## Start RECORD EXTRACTS

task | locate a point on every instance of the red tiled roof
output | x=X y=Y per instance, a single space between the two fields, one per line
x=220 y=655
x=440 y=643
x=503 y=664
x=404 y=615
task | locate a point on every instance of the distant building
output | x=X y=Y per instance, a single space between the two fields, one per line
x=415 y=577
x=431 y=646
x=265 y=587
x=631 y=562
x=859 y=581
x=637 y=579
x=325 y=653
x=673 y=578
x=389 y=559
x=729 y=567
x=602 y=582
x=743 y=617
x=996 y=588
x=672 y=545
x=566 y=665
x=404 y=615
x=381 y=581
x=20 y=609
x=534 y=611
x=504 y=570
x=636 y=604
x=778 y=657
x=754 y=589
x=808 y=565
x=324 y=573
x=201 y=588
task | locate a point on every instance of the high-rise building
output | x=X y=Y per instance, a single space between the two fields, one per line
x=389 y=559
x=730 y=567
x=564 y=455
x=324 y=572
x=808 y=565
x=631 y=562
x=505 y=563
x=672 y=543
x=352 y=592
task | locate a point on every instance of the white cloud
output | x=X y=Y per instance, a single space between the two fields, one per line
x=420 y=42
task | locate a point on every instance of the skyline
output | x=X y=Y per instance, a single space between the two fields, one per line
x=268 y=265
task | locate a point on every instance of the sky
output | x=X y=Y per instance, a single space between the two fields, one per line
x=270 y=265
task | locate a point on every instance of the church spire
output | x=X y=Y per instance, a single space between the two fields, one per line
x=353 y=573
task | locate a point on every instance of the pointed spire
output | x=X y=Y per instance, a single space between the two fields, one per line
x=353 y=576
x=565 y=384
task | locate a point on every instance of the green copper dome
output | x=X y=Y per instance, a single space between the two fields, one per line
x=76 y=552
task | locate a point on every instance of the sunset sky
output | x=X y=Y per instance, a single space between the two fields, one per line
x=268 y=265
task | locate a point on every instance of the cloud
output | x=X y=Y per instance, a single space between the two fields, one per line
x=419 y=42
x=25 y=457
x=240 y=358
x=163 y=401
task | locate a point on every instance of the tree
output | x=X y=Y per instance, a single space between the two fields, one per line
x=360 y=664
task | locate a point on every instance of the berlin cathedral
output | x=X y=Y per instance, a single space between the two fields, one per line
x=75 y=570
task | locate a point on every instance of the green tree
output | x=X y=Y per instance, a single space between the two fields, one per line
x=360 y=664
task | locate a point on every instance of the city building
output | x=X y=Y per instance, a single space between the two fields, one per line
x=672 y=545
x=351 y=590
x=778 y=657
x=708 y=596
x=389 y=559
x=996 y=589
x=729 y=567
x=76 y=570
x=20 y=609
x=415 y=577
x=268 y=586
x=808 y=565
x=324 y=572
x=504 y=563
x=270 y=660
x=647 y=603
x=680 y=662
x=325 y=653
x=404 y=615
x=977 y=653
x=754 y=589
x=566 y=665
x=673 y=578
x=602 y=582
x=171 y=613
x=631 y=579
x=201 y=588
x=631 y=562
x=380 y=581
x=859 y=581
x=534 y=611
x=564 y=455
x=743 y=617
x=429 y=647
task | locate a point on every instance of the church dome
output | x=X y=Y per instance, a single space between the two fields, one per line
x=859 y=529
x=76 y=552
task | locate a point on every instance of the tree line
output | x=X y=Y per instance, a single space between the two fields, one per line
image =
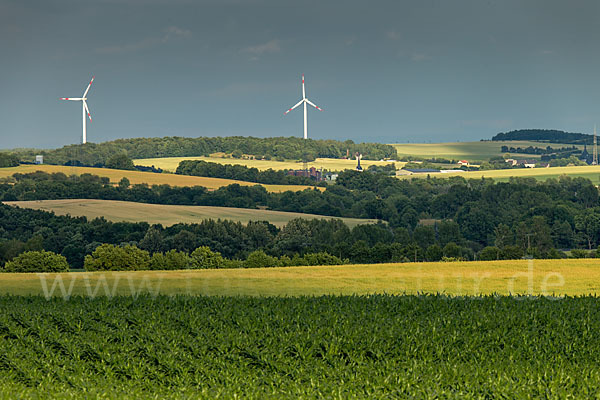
x=240 y=172
x=270 y=148
x=419 y=218
x=545 y=135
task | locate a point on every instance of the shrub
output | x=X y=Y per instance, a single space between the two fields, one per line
x=512 y=253
x=322 y=258
x=490 y=253
x=452 y=250
x=452 y=259
x=37 y=261
x=203 y=258
x=171 y=260
x=259 y=259
x=108 y=257
x=120 y=161
x=579 y=253
x=434 y=253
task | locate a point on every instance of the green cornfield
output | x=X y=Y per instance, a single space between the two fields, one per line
x=380 y=346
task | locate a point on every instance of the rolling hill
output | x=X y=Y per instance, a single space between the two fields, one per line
x=149 y=178
x=333 y=164
x=167 y=214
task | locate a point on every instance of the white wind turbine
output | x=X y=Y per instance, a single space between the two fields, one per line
x=305 y=101
x=84 y=107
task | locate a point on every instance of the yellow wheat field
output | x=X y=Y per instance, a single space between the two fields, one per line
x=166 y=215
x=138 y=177
x=536 y=277
x=332 y=164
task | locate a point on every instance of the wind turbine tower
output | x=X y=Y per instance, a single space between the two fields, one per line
x=84 y=108
x=595 y=151
x=304 y=101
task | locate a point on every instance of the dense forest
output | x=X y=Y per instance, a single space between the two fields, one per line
x=270 y=148
x=8 y=160
x=240 y=173
x=423 y=218
x=545 y=135
x=561 y=152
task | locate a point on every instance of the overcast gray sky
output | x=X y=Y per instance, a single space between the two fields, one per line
x=388 y=71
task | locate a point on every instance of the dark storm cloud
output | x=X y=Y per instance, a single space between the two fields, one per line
x=383 y=70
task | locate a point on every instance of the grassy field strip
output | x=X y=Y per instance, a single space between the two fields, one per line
x=591 y=172
x=471 y=151
x=539 y=277
x=166 y=215
x=334 y=164
x=137 y=177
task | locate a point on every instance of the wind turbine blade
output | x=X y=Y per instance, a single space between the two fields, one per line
x=87 y=110
x=300 y=102
x=88 y=89
x=314 y=105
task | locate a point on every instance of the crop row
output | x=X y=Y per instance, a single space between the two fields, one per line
x=308 y=347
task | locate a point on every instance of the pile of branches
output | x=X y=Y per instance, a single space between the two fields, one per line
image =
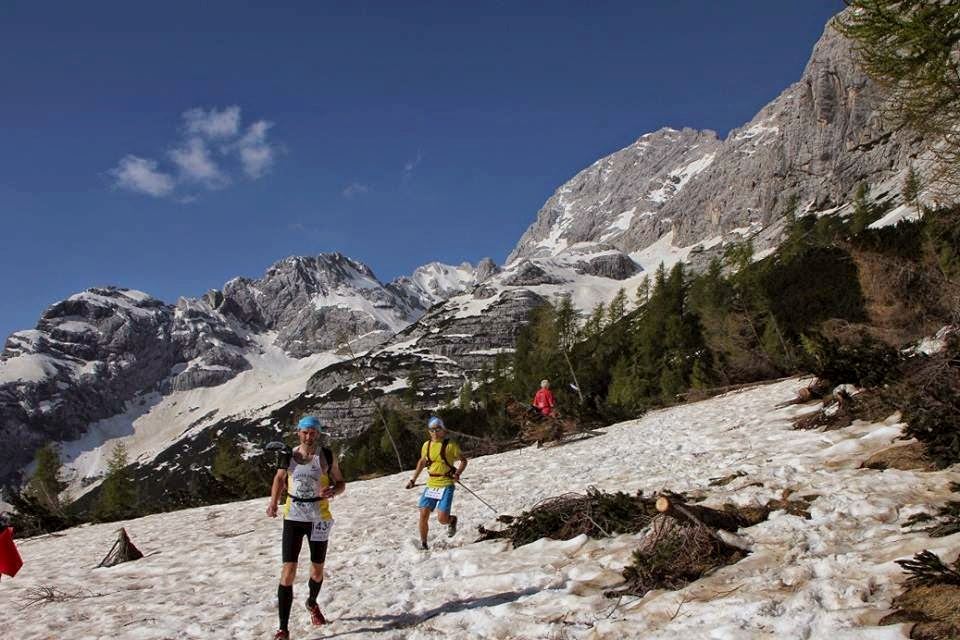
x=927 y=391
x=673 y=554
x=947 y=520
x=929 y=598
x=535 y=427
x=932 y=403
x=595 y=514
x=927 y=568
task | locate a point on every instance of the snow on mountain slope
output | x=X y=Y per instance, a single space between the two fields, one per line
x=211 y=572
x=435 y=282
x=153 y=421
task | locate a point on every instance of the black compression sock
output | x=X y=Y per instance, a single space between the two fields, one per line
x=314 y=590
x=285 y=596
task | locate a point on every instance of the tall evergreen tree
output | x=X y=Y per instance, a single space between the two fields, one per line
x=118 y=493
x=45 y=485
x=910 y=47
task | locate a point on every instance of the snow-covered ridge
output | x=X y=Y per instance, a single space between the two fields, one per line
x=831 y=576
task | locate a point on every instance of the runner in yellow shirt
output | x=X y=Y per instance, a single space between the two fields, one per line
x=437 y=455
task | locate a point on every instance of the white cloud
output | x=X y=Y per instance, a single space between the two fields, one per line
x=195 y=164
x=412 y=164
x=256 y=154
x=141 y=176
x=409 y=167
x=355 y=189
x=210 y=154
x=213 y=124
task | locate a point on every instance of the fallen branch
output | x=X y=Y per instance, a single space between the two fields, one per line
x=45 y=595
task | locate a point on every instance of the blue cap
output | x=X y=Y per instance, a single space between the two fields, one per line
x=309 y=422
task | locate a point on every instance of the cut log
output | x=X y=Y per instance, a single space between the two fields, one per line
x=704 y=516
x=710 y=519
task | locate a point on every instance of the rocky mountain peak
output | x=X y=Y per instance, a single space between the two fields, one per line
x=816 y=141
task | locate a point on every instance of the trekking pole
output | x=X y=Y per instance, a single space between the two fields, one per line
x=474 y=494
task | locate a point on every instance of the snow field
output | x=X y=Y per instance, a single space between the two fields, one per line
x=830 y=576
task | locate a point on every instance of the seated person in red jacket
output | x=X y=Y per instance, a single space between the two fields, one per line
x=544 y=400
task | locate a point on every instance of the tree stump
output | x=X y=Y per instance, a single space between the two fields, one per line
x=123 y=550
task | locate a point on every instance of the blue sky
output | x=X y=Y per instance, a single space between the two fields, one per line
x=169 y=147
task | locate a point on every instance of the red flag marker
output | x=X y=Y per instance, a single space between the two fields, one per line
x=10 y=560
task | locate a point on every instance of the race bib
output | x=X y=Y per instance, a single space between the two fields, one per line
x=434 y=493
x=321 y=530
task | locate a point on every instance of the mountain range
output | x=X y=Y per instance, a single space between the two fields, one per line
x=323 y=334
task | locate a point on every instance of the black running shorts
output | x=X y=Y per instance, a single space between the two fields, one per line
x=293 y=532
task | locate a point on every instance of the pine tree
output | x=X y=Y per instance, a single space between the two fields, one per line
x=465 y=398
x=45 y=485
x=118 y=493
x=910 y=47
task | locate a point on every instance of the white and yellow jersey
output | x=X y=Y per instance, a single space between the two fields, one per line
x=304 y=482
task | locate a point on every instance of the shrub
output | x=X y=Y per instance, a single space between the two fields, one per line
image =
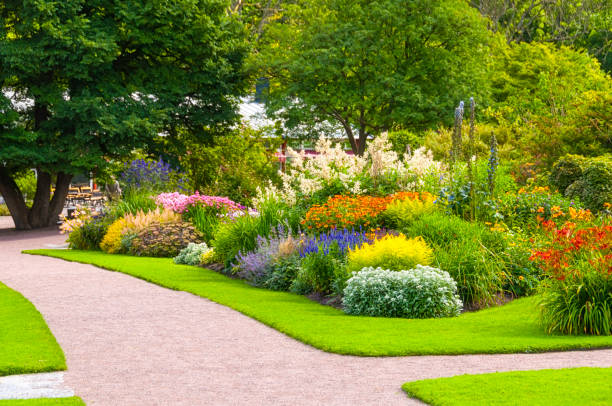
x=423 y=292
x=191 y=254
x=579 y=304
x=594 y=188
x=402 y=211
x=282 y=273
x=566 y=171
x=320 y=269
x=441 y=229
x=120 y=234
x=239 y=234
x=255 y=265
x=332 y=171
x=4 y=211
x=587 y=179
x=390 y=252
x=344 y=239
x=90 y=234
x=469 y=252
x=164 y=240
x=132 y=202
x=578 y=296
x=111 y=243
x=348 y=212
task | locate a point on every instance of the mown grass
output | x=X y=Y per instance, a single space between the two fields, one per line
x=507 y=329
x=74 y=401
x=26 y=344
x=575 y=386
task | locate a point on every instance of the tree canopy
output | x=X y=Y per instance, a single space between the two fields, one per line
x=86 y=81
x=367 y=65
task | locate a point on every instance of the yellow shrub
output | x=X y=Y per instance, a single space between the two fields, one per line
x=141 y=220
x=402 y=212
x=133 y=223
x=391 y=252
x=111 y=243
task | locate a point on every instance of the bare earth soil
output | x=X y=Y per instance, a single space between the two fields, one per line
x=129 y=342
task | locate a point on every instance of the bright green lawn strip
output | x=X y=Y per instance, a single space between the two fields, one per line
x=575 y=386
x=26 y=344
x=44 y=402
x=507 y=329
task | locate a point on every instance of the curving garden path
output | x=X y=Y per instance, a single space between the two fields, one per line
x=129 y=342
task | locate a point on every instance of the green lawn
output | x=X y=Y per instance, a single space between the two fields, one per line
x=26 y=344
x=507 y=329
x=576 y=386
x=44 y=402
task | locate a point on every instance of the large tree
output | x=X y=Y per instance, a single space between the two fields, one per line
x=87 y=81
x=368 y=65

## End RECORD EXTRACTS

SET TASK: Please repeat the records between the lines holding "the tree line" and "x=380 y=346", inclusive, and leave the pictures out of your answer.

THE RESULT:
task | locate a point on every instance of the tree line
output | x=X y=Y per instance, a single space between the two fields, one per line
image =
x=240 y=172
x=270 y=148
x=419 y=218
x=545 y=135
task | locate a point on every instance of the shrub
output | x=X y=Y per instance, a single space between the two fields, one per line
x=512 y=253
x=322 y=258
x=490 y=253
x=452 y=250
x=452 y=259
x=37 y=261
x=203 y=258
x=171 y=260
x=259 y=259
x=108 y=257
x=120 y=161
x=579 y=253
x=434 y=253
task | locate a point on every instance of the green cornfield
output | x=X y=Y per instance, a single space between the two fields, one per line
x=380 y=346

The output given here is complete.